====== Passage shown ======

[PATCH v3 04/21] perf annotate-arm64: Generalize arm64_mov__parse to support more instructions
From: Tengda Wu
Date: Tue Jun 30 2026 - 23:55:00 EST
As the default parser for arm64 instructions, arm64_mov__parse()
currently only supports parsing instructions with the 'addr <symbol>'
suffix. Other instructions are not supported, causing a lack of
source and target information for most regular instructions.
Generalize arm64_mov__parse to extend its parsing capabilities:
1. Parse 'ops->target.raw' and 'ops->source.raw' by default.
2. Utilize arm64__check_multi_regs() to identify if 'ops->source.raw'
contains multiple registers.
3. Maintain backward compatibility for instructions containing the
'addr <symbol>' suffix.
Signed-off-by: Tengda Wu <wutengda@xxxxxxxxxxxxxxx>
---
.../perf/util/annotate-arch/annotate-arm64.c | 118 ++++++++++++++----
1 file changed, 95 insertions(+), 23 deletions(-)
diff --git a/tools/perf/util/annotate-arch/annotate-arm64.c b/tools/perf/util/annotate-arch/annotate-arm64.c
index 33080fdca125..a1667237114a 100644
--- a/tools/perf/util/annotate-arch/annotate-arm64.c
+++ b/tools/perf/util/annotate-arch/annotate-arm64.c
@@ -4,6 +4,8 @@
#include <stdlib.h>
#include <string.h>
#include <linux/zalloc.h>
+#include <linux/string.h>
+#include <linux/ctype.h>
#include <regex.h>
#include "../annotate.h"
#include "../disasm.h"
@@ -14,59 +16,129 @@ struct arch_arm64 {
regex_t jump_insn;
};
-static int arm64_mov__parse(const struct arch *arch __maybe_unused,
+static bool arm64__is_reg(const char *op)
+{
+ if (!op || !*op)
+ return false;
+
+ /*
+ * General-purpose registers: x0-x30, w0-w30.
+ * Check for 'x' or 'w' prefix followed by a numeric index.
+ */
+ if ((op[0] == 'x' || op[0] == 'w') && isdigit(op[1]))

====== Data listing ======

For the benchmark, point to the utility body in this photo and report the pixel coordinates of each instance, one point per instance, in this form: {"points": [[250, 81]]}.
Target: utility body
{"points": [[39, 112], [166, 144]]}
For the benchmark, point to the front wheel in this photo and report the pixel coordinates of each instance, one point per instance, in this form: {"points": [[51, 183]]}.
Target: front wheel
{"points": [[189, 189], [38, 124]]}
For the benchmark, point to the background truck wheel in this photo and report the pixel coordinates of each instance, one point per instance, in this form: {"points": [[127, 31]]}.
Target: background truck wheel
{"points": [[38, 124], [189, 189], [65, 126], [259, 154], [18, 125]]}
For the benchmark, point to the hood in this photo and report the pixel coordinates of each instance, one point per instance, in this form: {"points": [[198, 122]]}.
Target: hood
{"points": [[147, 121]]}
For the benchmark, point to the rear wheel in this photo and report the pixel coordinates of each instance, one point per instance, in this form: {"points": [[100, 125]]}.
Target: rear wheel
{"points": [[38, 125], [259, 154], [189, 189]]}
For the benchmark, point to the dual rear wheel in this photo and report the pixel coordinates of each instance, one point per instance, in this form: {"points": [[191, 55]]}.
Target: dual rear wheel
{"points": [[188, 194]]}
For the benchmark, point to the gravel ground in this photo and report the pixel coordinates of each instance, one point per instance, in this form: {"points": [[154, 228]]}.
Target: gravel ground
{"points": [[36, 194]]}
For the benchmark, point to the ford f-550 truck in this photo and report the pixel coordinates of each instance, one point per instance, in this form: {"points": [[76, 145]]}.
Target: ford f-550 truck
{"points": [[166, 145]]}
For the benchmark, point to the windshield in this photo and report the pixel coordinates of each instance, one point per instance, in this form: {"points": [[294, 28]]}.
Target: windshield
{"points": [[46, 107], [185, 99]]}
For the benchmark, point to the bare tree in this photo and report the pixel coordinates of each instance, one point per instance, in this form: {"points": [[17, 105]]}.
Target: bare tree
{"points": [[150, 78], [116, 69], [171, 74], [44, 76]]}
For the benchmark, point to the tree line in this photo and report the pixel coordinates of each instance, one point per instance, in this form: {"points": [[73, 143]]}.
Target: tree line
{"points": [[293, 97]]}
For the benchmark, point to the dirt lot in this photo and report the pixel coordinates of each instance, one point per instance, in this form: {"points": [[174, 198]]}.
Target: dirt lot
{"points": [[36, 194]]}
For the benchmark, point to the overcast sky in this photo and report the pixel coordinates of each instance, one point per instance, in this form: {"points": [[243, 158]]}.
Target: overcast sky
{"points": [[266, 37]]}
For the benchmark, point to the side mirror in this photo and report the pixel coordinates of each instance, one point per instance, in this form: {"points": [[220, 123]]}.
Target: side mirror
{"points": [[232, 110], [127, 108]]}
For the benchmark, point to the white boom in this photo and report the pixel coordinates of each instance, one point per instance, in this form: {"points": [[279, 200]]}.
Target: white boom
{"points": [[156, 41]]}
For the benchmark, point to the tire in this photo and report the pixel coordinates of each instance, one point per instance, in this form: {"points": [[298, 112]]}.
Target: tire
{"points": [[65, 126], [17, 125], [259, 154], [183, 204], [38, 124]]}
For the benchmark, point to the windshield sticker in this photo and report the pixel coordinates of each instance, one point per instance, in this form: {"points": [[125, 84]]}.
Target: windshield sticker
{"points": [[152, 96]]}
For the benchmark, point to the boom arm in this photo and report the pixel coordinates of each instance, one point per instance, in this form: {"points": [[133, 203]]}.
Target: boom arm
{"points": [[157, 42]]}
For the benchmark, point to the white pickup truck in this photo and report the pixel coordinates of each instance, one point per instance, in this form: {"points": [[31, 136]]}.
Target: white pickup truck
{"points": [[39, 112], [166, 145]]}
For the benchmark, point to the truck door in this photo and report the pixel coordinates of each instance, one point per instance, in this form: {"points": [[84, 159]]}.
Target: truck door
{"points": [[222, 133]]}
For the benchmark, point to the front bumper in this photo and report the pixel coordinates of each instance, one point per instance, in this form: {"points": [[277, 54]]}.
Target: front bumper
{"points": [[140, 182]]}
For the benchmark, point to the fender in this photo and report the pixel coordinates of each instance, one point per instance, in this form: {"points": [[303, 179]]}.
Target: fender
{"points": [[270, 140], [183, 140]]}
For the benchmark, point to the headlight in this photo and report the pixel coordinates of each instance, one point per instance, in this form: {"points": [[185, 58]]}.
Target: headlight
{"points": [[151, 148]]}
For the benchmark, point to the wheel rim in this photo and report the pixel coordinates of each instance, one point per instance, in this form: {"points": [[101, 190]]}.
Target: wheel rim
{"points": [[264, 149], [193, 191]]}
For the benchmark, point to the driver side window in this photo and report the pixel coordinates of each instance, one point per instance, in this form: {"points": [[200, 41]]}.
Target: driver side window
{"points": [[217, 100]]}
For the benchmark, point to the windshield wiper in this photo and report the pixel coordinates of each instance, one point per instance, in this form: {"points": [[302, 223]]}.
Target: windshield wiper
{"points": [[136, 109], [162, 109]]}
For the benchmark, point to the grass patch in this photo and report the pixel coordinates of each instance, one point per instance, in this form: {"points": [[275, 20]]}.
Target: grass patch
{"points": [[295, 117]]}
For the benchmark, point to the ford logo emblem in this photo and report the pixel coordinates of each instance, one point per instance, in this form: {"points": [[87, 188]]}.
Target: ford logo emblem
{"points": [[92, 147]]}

======

» Problem statement
Could you reproduce the arm64 annotate patch from the words "currently only supports" through "contains multiple registers.", replacing "parsing capabilities" with "decoding capabilities"?

» In response
currently only supports parsing instructions with the 'addr <symbol>'
suffix. Other instructions are not supported, causing a lack of
source and target information for most regular instructions.
Generalize arm64_mov__parse to extend its decoding capabilities:
1. Parse 'ops->target.raw' and 'ops->source.raw' by default.
2. Utilize arm64__check_multi_regs() to identify if 'ops->source.raw'
contains multiple registers.